• [Task to carry out]:
Count the lines in the listing below that contain the string "necktie", treating uppercase and lowercase letters as distinct. Reply with the number alone.

• [Supplied data]:
* Begin *

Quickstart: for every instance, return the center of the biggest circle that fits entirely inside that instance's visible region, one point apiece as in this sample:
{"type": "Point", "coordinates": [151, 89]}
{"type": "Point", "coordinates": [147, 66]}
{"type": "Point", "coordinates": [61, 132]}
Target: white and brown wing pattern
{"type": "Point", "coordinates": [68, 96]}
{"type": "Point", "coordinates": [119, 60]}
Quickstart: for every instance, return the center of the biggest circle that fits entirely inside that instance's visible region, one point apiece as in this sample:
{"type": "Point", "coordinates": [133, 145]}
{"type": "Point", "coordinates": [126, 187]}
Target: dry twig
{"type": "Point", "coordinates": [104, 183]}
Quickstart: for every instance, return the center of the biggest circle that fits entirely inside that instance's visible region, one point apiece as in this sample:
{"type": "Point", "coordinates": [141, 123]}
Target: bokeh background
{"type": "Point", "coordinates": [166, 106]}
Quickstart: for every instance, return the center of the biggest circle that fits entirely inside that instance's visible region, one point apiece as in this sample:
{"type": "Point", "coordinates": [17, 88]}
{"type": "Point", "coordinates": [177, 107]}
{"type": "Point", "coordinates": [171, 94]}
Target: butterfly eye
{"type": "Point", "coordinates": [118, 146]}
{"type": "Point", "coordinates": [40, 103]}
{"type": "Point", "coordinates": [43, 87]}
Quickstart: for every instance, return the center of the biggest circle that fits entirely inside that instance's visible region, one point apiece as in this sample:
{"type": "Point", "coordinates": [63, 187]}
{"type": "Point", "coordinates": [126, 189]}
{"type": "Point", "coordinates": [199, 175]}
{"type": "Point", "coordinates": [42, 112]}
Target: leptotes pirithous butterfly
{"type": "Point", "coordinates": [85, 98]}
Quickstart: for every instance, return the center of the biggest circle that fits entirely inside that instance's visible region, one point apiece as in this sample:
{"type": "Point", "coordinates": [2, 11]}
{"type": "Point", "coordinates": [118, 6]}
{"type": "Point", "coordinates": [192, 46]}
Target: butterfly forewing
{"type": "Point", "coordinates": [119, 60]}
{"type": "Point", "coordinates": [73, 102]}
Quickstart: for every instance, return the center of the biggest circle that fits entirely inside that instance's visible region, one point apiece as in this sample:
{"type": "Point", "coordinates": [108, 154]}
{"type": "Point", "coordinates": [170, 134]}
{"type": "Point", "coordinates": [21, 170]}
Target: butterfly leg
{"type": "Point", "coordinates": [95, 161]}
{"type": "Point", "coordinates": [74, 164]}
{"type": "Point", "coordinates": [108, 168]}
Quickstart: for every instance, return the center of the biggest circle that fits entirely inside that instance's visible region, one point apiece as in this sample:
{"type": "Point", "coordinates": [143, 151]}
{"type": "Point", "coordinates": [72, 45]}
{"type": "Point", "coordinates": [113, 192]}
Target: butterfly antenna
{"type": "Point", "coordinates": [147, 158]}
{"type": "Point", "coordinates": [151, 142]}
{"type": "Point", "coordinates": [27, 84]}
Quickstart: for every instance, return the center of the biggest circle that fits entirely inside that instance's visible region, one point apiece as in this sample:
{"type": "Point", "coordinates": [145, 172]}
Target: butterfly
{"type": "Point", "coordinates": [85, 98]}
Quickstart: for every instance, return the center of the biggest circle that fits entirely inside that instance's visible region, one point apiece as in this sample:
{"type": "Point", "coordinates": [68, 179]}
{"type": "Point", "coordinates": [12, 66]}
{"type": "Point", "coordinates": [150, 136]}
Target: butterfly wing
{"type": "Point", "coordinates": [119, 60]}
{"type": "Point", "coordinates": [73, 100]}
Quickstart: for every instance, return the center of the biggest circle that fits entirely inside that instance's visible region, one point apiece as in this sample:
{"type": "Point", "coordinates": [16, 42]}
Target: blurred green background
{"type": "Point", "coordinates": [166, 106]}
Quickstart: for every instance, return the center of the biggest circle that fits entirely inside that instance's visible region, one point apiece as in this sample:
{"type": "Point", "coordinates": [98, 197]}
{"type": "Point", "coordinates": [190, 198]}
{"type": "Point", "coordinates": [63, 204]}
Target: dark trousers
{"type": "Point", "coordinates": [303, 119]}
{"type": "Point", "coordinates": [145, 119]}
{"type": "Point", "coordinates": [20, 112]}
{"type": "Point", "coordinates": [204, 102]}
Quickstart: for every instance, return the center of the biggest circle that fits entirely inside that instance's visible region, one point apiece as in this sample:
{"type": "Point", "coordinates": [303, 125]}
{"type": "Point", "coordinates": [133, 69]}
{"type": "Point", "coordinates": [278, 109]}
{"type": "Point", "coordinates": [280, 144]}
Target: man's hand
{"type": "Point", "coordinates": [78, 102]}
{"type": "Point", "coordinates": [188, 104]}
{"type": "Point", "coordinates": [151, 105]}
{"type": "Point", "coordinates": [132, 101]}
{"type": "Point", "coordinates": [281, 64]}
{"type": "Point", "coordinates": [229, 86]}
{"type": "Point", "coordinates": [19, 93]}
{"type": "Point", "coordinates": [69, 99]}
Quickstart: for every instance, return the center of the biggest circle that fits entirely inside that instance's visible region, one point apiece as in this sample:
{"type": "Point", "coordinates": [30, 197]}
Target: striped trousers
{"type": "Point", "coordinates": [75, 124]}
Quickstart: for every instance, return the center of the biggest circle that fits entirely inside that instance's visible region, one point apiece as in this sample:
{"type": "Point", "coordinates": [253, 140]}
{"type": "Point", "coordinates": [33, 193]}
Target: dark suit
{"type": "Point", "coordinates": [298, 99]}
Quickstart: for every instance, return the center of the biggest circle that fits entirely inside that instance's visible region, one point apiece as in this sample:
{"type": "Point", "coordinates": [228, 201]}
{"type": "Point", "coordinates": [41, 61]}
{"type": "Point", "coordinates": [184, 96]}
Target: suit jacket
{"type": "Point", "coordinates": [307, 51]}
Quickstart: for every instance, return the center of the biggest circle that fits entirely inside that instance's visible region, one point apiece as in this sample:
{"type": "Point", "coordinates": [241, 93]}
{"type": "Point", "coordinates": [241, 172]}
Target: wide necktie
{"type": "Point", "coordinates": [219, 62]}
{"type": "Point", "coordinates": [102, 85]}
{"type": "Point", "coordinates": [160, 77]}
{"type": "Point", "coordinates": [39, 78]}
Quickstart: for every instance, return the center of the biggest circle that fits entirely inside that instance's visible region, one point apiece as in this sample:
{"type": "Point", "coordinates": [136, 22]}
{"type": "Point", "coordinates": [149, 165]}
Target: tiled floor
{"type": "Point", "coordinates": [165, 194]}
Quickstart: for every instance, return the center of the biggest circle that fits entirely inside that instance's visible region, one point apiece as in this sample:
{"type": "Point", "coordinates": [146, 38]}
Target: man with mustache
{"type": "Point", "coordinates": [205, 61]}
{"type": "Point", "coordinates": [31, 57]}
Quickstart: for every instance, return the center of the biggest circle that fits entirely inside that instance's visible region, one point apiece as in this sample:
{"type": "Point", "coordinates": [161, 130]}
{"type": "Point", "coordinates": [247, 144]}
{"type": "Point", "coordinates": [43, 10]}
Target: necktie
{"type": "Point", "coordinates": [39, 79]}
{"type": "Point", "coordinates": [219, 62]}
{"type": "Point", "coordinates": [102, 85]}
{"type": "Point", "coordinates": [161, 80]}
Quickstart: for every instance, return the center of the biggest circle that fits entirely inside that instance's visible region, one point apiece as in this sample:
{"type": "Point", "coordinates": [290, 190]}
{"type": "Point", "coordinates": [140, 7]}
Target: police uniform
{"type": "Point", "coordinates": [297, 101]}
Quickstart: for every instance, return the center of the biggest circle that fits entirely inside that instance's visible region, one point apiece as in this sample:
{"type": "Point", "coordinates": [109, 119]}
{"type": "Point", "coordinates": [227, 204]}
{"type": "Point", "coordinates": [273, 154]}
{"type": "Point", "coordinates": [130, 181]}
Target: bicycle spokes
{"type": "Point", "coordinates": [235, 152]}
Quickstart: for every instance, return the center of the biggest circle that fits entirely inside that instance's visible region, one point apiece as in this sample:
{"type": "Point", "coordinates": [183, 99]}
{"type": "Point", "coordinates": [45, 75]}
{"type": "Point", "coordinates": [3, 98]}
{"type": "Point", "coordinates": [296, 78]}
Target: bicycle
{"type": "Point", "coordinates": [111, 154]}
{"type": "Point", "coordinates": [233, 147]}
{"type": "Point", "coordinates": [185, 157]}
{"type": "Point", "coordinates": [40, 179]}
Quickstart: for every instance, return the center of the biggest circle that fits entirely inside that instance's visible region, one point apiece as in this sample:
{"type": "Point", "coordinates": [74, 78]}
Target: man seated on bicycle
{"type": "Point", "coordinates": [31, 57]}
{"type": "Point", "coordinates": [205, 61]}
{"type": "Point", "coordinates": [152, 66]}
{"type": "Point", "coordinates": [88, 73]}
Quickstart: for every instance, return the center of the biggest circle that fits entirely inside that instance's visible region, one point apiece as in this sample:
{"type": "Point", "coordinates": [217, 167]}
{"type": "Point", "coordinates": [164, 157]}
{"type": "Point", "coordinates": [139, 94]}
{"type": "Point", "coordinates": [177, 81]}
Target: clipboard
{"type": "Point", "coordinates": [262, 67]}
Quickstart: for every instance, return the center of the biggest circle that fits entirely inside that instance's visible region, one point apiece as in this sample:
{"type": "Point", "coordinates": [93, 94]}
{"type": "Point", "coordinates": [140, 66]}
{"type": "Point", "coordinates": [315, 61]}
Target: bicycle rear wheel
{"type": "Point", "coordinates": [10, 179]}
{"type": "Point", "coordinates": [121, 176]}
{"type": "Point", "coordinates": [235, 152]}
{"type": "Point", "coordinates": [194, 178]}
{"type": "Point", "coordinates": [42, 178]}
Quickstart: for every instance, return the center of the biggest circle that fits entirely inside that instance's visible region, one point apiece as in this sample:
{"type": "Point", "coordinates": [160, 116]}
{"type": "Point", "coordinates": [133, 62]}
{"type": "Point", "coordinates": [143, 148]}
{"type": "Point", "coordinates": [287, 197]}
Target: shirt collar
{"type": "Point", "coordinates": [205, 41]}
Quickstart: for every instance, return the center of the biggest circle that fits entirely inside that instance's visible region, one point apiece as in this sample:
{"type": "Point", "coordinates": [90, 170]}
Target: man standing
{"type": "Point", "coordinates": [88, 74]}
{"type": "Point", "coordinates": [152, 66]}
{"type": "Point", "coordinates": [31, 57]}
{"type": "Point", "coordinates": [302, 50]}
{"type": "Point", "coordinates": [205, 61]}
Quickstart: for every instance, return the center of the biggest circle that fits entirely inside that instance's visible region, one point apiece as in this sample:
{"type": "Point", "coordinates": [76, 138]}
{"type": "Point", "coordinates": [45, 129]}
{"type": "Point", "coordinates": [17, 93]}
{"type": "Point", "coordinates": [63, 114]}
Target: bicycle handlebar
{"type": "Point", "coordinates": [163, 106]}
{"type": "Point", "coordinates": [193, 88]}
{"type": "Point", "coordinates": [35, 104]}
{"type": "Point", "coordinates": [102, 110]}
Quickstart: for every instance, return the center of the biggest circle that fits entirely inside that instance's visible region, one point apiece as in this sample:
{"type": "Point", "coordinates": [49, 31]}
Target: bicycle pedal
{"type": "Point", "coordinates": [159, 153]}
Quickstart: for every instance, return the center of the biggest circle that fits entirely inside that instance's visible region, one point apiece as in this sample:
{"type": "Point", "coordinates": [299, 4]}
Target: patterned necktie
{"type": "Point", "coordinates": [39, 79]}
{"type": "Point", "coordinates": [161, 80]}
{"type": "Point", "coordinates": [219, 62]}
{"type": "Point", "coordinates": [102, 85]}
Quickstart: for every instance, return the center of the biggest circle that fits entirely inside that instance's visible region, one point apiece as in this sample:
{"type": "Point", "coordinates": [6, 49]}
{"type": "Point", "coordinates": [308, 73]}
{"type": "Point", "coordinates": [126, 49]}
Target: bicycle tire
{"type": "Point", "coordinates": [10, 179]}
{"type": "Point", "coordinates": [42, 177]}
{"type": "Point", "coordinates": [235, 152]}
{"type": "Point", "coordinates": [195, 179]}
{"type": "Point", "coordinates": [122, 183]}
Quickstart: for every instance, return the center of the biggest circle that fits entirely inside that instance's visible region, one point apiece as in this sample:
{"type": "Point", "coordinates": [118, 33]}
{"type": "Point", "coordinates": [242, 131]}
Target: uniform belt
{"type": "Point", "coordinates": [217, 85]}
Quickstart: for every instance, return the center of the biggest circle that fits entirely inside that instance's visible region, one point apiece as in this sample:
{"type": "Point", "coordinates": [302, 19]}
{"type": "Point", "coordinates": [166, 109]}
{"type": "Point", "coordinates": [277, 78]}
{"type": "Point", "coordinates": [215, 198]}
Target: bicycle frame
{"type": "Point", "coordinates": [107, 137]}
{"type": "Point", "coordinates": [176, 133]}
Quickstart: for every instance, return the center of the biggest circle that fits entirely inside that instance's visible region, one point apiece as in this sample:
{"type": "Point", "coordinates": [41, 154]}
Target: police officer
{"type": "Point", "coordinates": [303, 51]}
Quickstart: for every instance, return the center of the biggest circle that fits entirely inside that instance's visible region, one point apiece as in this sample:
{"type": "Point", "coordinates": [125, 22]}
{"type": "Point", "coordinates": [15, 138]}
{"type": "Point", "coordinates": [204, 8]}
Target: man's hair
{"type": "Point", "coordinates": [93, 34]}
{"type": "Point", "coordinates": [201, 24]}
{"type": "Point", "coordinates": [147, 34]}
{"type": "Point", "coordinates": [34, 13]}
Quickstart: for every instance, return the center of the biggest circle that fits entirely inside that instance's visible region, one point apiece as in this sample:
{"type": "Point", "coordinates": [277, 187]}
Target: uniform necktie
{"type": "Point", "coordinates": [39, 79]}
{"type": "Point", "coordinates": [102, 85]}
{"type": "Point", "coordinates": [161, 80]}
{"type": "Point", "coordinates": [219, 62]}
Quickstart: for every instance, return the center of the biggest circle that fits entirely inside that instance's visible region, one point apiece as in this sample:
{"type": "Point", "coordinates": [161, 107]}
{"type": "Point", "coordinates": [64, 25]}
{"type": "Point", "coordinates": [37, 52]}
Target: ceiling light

* End *

• [Problem solution]:
4